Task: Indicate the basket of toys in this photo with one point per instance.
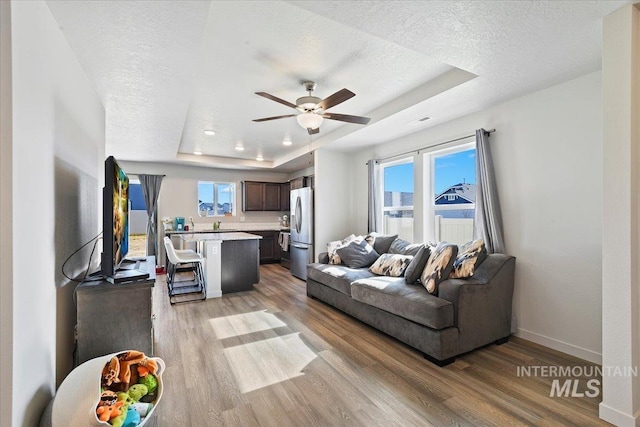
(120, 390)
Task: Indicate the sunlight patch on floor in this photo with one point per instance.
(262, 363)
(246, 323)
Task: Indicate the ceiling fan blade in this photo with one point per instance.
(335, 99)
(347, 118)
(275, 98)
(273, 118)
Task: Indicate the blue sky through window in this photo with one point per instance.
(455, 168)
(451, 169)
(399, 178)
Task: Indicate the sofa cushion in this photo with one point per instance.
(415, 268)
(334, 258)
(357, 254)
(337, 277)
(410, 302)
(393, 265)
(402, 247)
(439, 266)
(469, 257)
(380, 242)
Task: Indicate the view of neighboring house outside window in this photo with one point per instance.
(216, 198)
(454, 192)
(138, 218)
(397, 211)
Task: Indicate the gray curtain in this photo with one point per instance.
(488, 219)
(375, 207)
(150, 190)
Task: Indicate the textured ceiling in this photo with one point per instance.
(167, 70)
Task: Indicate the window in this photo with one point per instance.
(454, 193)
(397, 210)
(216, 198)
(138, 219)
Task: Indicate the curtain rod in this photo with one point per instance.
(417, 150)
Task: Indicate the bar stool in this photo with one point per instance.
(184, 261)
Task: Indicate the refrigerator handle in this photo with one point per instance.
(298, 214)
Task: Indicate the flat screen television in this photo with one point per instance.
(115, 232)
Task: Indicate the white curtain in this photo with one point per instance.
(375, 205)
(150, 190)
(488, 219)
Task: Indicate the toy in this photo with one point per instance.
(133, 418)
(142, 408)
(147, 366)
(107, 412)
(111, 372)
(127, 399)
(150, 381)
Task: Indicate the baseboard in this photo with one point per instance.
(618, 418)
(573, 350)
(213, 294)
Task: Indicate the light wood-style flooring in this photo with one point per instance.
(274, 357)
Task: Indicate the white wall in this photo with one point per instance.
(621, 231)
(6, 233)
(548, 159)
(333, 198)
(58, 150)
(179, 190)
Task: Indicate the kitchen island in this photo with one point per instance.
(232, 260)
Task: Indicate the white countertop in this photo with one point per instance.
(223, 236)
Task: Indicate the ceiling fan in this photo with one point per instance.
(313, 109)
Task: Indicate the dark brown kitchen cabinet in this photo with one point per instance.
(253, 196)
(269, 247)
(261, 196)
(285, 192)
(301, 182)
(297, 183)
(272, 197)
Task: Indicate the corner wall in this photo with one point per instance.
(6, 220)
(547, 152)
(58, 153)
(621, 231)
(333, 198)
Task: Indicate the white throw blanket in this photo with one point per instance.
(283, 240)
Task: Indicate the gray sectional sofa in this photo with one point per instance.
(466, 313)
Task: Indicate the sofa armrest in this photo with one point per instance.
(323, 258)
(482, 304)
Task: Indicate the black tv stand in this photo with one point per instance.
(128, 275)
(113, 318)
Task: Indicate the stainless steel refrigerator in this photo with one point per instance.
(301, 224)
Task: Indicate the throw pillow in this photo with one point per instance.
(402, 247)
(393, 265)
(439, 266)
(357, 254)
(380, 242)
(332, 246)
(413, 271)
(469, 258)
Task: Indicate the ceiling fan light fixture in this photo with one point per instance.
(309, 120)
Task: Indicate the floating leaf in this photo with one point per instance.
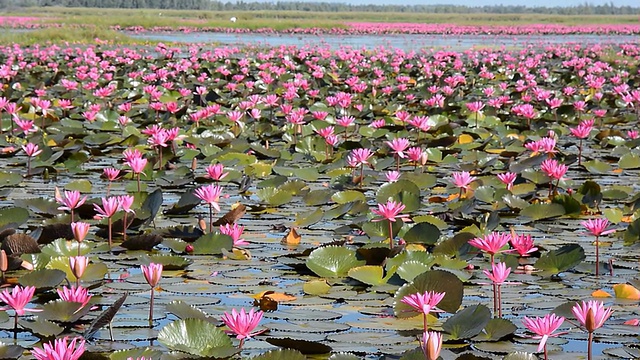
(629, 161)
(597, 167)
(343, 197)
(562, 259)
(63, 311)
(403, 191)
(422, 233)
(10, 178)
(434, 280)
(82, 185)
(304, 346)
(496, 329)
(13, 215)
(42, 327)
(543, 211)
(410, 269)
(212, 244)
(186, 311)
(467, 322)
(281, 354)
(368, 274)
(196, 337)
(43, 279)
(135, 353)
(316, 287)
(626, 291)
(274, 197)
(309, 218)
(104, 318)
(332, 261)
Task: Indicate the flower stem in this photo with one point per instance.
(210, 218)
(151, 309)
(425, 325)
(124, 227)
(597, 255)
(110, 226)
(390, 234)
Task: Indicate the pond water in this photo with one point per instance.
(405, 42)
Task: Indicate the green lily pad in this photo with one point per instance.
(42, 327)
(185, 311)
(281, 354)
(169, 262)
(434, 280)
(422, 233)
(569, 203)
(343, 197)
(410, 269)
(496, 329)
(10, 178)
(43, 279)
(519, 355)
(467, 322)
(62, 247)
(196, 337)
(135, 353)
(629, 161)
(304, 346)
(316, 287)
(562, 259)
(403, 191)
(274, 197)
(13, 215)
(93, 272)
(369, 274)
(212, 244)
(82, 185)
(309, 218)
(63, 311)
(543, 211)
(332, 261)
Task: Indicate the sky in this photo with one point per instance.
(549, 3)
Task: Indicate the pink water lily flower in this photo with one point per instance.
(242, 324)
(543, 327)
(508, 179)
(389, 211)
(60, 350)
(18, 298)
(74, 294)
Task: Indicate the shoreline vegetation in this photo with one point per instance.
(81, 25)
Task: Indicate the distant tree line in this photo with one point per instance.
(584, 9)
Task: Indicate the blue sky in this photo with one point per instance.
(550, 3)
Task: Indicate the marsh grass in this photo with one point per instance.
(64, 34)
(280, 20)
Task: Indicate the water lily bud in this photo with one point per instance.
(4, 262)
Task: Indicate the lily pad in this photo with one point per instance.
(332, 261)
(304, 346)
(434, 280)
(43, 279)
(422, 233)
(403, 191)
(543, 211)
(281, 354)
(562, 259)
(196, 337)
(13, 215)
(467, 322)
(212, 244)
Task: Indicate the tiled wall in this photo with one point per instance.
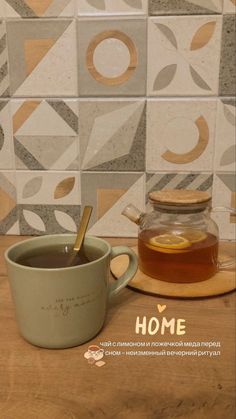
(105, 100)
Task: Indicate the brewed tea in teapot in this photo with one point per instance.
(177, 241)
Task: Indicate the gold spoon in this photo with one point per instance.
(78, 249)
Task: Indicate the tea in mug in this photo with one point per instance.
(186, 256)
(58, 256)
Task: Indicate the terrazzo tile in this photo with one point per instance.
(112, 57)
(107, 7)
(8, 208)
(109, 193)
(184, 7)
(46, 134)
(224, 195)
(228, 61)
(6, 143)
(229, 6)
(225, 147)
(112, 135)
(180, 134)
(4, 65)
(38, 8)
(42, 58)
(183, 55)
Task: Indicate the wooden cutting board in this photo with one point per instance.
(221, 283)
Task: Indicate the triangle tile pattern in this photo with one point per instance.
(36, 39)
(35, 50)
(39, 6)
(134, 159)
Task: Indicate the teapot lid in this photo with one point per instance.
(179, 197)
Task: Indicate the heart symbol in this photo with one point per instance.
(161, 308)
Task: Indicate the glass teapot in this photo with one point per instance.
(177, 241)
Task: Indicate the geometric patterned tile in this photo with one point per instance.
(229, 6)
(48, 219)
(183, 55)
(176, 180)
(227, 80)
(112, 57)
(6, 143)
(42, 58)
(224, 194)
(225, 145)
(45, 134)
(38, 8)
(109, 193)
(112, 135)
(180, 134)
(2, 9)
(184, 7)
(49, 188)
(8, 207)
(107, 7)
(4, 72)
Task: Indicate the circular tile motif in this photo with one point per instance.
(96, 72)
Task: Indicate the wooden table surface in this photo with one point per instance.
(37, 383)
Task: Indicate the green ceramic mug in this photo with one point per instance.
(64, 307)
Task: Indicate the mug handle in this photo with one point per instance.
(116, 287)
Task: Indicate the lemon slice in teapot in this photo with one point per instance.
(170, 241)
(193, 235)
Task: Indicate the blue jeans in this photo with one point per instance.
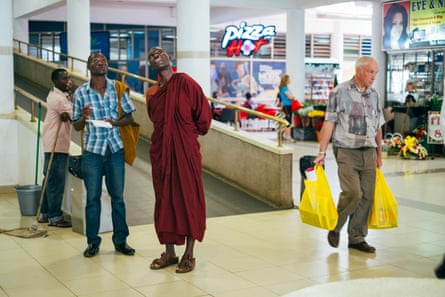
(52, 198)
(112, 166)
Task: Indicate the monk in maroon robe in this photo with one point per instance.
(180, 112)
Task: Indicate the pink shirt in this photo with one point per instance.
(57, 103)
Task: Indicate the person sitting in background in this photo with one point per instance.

--

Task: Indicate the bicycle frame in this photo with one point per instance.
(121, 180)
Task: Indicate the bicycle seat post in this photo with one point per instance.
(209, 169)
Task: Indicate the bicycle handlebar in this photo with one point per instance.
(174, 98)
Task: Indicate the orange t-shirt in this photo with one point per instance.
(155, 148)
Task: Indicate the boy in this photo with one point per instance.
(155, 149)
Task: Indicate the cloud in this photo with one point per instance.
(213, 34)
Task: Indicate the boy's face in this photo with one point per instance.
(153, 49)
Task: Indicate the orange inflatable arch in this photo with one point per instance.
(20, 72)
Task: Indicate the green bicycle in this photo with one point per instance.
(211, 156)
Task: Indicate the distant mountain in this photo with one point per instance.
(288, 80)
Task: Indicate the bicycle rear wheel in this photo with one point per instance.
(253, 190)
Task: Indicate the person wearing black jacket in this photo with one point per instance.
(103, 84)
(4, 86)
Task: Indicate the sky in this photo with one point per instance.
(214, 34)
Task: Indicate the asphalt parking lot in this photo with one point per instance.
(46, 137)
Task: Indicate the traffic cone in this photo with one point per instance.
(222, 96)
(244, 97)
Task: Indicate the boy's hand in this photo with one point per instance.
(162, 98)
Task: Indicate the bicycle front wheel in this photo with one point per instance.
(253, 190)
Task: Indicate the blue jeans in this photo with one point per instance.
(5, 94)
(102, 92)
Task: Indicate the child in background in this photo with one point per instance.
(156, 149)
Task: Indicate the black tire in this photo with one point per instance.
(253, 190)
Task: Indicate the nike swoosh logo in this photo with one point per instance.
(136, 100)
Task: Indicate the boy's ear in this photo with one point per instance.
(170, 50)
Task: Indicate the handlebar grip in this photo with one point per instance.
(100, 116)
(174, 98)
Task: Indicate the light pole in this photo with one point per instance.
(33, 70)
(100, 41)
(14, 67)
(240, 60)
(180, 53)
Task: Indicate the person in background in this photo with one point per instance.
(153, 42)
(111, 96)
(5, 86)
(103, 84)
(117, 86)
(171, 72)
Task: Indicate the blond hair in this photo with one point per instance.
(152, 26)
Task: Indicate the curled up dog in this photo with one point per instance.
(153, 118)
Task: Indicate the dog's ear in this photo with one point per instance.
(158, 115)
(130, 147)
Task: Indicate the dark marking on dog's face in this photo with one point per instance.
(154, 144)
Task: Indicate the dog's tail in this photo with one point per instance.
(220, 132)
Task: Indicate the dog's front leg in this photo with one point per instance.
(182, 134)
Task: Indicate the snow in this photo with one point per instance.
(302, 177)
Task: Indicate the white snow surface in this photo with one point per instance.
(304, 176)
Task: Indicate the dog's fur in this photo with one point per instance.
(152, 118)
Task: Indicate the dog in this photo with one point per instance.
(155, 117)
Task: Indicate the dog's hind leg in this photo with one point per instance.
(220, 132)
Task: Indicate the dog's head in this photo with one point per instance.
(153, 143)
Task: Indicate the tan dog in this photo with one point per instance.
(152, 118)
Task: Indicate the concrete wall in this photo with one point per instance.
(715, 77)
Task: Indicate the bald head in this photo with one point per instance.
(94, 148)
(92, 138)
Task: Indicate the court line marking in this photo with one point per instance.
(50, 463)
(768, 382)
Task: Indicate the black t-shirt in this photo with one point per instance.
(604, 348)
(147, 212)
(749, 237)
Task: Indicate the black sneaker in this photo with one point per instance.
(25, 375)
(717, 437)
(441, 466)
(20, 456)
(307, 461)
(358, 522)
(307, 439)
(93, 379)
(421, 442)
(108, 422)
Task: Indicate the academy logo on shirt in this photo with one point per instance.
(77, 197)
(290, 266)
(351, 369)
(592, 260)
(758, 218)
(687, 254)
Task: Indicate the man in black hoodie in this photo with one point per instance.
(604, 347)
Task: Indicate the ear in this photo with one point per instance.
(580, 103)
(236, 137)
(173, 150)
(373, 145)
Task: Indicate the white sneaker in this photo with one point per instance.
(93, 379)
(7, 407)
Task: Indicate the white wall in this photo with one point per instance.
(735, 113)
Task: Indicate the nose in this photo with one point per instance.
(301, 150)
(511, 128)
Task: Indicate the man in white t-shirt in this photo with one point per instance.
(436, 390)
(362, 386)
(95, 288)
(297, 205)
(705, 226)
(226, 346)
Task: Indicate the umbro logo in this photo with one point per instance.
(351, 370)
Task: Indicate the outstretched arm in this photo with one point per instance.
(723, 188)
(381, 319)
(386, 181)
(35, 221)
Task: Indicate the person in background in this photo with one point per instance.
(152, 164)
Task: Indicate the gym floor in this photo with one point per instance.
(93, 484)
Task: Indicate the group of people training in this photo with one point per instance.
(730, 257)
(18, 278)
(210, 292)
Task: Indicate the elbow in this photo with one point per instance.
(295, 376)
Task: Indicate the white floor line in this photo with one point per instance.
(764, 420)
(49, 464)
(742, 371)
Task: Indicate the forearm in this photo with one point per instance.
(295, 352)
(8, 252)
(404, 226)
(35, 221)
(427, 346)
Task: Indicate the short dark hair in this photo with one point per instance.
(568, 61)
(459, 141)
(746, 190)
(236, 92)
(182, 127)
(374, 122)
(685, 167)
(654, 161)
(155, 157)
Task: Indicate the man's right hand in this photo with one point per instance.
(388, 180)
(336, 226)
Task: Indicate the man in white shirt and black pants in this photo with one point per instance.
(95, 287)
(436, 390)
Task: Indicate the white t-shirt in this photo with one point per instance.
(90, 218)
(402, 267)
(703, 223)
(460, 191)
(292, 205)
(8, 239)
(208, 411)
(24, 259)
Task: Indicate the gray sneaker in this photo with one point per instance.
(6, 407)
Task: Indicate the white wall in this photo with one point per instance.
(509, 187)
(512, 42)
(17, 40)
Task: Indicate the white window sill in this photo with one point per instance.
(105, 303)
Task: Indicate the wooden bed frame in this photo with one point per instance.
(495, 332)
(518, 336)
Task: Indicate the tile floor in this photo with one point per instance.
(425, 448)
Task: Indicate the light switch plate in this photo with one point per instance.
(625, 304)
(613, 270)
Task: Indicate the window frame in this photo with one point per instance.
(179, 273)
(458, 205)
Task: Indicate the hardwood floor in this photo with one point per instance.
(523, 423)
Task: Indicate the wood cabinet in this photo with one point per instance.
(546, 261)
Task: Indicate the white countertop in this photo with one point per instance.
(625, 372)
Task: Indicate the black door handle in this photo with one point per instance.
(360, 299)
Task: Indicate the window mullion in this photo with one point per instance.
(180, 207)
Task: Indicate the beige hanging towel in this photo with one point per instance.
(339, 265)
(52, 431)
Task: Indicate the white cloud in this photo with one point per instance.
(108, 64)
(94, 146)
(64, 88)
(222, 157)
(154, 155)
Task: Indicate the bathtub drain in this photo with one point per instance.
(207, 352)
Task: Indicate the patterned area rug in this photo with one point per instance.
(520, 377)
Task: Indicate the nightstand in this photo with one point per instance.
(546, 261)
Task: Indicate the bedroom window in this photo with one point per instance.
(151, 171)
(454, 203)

What is being asked - Copy out every line of the items from the one containing "Task: Indicate the green ceramic" down to the one containing "Task: Indicate the person sitting", including both. Leave out the pictures.

Task output -
Task: Indicate the green ceramic mug in this photo with one point per instance.
(64, 307)
Task: Indicate the mug handle in this photo with one point per instance.
(116, 287)
Task: Indicate the lemon slice in teapot in this photo with one point per instance.
(170, 241)
(193, 235)
Task: Indicate the blue jeans in this photo with one point per instance.
(52, 198)
(112, 166)
Task: Indicate the monk in maroon robe in this photo with one point per instance.
(180, 112)
Task: Indicate the pink shirt in this photo with one point per instance.
(57, 103)
Task: Indicate the person sitting in background in this photo with one point per instance.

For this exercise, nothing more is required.